**Document:**
---+---

Paris, le 6 juillet 2023. Ce rapport, soutenu par ALTSEAN-Burma, la FIDH et Reporters sans frontières, révèle que ces investissements du Crédit Agricole, de La Banque Postale, du groupe BPCE, de BNP Paribas, de la Société Générale et du Fonds de Réserve pour les Retraites (FRR) s’élèvent à plus de 6 milliards de dollars américains, dont 75 % dans le secteur des énergies fossiles. Ces investissements concernent aussi des entreprises dans le secteur de l’armement et des télécommunications au bénéfice de la junte birmane, mise en cause pour crimes de guerre et crimes contre l’humanité. Les investissements du Crédit Agricole représentent à eux seuls 4 milliards de dollars américains.
Les entreprises dont ces six institutions financières sont actionnaires ont été divisées en deux catégories : celles ayant une relation directe et ancienne avec l’armée birmane ou avec des entreprises contrôlées par l’armée avant le coup d’État (catégorie 1) et celles ayant une relation commerciale directe avec des entreprises publiques sous contrôle militaire suite au coup d’État du 1er février 2021 (catégorie 2).
Le rapport souligne le lien entre ces investissements et les violations généralisées et systématiques des droits humains en Birmanie, notamment l’emprisonnement de 70 journalistes et d’autres restrictions sévères de la liberté de la presse.
Il révèle que le Crédit Agricole investit notamment dans Bharat Electronics Limited (BEL), une entreprise publique d’armement indienne mise en cause pour des ventes de matériel militaire à la junte birmane depuis le coup d’État de 2021 [2] et qui est un partenaire de premier plan du groupe Thalès.
Ces révélations interviennent alors que la France s’apprête à recevoir le premier ministre indien, Narendra Modi, en tant qu’invité d’honneur au défilé du 14 Juillet à Paris, dans le cadre des célébrations des 25 ans du partenariat France-Inde.
Les investissements français et le partenariat entre l’Inde et la France en matière de défense devraient être rigoureusement passés au crible à l’aune de ces constatations, afin qu’aucun financement français ne soit en mesure d’alimenter le flux d’armes vers la junte.
Le Crédit Agricole investit également dans l’entreprise Sinotruk Hong Kong Ltd, mise en cause dans un récent rapport de Tom Andrews, Rapporteur Spécial de l’ONU sur la Birmanie, pour avoir transféré des équipements à la junte birmane depuis le coup d’État.

---+---

**Annotations de coordonnées:**
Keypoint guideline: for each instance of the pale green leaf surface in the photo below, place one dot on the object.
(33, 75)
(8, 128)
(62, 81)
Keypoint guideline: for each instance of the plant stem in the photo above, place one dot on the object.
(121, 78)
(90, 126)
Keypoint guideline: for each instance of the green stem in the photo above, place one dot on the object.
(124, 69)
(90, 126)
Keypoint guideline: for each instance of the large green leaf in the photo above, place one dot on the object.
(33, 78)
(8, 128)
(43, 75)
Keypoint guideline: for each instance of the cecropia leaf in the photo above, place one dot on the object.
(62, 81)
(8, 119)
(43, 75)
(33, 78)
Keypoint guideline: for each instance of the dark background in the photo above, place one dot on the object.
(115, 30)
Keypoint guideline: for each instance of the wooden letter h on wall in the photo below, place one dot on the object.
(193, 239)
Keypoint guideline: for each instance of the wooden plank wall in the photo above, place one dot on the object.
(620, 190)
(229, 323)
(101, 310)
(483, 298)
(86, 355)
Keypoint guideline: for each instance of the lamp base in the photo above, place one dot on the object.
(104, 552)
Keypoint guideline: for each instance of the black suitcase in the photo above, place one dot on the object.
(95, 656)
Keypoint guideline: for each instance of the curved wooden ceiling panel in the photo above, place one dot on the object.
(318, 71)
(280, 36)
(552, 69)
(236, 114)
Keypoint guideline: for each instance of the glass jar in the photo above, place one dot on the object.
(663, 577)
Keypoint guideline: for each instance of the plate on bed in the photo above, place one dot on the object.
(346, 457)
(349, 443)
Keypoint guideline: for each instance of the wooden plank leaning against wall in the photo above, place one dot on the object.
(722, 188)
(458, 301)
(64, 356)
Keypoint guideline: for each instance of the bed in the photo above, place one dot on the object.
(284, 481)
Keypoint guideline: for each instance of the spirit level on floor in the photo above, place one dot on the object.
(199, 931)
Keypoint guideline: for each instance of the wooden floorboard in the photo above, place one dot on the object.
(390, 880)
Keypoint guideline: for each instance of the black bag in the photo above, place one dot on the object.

---+---

**Défis:**
A. Extrayez du communiqué le passage qui commence aux mots « Les entreprises dont » et qui s'arrête après « de la presse. ».
B. Énumérez, s'il vous plaît, toutes les institutions financières dont le communiqué mentionne les investissements.

**Corrigés par tâche:**
A.
Les entreprises dont ces six institutions financières sont actionnaires ont été divisées en deux catégories : celles ayant une relation directe et ancienne avec l’armée birmane ou avec des entreprises contrôlées par l’armée avant le coup d’État (catégorie 1) et celles ayant une relation commerciale directe avec des entreprises publiques sous contrôle militaire suite au coup d’État du 1er février 2021 (catégorie 2).
Le rapport souligne le lien entre ces investissements et les violations généralisées et systématiques des droits humains en Birmanie, notamment l’emprisonnement de 70 journalistes et d’autres restrictions sévères de la liberté de la presse.

B.
- Crédit Agricole
- La Banque Postale
- groupe BPCE
- BNP Paribas
- Société Générale
- Fonds de Réserve pour les Retraites (FRR)